═══ Document ═══

The Bryan Kids 2014

The Bryan Kids 2014

Thursday, October 18, 2012

I am "that" mom...

   Yep, that's me.  I am "that" mom.  For the last two weeks, Molly has turned me into the crazy woman saying her child's name repetitively, while the child continues on her way, with very little response.  I feel like I am trapped in that Bill Cosby sketch.  You know the one, where he is on the plane, and by the end of the trip, everyone knows little "Jeffrey's" name.  By the time we have left anywhere over the last two weeks, I am positive everyone knows Molly's name...well, with the exception of Molly of course.

═══ Extracted material ═══

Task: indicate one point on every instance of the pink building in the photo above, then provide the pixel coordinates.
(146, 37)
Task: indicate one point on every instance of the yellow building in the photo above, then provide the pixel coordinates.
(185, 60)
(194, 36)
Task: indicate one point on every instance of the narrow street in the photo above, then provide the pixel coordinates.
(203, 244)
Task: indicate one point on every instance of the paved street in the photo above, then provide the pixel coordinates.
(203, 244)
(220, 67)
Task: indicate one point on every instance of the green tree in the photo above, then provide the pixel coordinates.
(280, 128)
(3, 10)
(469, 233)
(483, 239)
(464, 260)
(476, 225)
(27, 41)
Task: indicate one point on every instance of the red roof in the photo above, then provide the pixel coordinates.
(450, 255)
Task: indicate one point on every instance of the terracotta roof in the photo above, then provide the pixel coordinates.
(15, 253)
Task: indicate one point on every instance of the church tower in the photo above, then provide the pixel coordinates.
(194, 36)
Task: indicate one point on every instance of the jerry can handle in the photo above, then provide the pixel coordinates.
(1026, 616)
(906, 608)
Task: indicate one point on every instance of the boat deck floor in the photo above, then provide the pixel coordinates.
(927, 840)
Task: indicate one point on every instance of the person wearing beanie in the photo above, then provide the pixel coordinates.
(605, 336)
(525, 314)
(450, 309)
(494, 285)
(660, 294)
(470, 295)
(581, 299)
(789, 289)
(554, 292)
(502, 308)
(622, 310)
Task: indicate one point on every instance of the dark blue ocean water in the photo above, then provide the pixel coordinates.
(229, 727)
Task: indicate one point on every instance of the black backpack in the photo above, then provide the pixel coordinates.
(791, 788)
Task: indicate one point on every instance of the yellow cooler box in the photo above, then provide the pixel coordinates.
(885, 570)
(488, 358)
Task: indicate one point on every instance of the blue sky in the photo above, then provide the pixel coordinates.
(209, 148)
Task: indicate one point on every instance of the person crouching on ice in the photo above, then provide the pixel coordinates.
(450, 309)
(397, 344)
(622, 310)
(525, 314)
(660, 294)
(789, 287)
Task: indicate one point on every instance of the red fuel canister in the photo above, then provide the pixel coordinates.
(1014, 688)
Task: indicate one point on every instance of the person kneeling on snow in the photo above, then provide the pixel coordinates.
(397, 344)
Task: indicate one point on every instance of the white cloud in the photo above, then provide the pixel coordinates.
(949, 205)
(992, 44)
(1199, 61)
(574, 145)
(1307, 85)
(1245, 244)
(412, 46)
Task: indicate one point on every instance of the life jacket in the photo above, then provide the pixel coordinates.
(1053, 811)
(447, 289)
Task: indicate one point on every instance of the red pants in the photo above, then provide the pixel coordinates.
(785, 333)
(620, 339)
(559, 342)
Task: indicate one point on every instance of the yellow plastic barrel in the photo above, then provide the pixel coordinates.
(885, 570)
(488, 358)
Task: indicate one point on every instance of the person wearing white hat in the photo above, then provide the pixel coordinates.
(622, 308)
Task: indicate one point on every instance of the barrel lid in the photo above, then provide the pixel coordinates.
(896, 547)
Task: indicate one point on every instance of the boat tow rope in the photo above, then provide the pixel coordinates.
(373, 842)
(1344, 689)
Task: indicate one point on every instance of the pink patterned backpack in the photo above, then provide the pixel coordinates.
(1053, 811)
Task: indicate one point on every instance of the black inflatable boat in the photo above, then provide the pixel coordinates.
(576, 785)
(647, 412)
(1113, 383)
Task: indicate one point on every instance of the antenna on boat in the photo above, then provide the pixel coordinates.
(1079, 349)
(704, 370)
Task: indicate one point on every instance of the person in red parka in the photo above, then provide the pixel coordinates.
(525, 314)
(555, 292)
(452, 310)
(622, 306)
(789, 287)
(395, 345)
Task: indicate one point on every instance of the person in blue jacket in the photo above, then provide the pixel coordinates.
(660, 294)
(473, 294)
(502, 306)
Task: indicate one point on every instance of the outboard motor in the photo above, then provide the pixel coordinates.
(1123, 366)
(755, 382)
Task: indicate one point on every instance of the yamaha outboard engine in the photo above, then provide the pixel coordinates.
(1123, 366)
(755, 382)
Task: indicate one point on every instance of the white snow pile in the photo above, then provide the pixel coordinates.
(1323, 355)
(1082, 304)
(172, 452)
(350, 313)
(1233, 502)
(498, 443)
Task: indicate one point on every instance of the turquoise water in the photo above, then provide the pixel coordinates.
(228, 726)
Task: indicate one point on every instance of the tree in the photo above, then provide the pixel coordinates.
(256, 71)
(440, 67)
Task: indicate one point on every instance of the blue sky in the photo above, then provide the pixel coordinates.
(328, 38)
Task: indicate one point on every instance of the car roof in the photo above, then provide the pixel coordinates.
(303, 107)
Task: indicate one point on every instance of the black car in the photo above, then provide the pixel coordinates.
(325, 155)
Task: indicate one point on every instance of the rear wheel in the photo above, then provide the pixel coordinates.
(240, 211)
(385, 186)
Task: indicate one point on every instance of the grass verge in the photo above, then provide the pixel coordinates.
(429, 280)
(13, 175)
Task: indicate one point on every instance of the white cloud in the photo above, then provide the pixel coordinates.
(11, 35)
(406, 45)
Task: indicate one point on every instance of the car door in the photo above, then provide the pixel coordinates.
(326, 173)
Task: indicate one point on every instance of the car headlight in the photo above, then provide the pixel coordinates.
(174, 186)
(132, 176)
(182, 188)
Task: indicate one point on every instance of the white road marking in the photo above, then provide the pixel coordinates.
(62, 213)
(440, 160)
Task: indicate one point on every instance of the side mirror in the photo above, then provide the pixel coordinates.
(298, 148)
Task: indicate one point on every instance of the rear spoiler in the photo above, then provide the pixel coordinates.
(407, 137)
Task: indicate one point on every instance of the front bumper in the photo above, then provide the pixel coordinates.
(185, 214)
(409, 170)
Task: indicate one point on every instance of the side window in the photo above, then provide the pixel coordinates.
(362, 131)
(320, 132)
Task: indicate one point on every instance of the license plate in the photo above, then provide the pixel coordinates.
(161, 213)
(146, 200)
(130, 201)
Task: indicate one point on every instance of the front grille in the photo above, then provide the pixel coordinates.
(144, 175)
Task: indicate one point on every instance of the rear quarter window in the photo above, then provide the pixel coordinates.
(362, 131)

═══

## [Exercise aim]
Extract the full blog post about being "that" mom from above, reproducing it word for word.

## [Response]
The Bryan Kids 2014

The Bryan Kids 2014

Thursday, October 18, 2012

I am "that" mom...

   Yep, that's me.  I am "that" mom.  For the last two weeks, Molly has turned me into the crazy woman saying her child's name repetitively, while the child continues on her way, with very little response.  I feel like I am trapped in that Bill Cosby sketch.  You know the one, where he is on the plane, and by the end of the trip, everyone knows little "Jeffrey's" name.  By the time we have left anywhere over the last two weeks, I am positive everyone knows Molly's name...well, with the exception of Molly of course.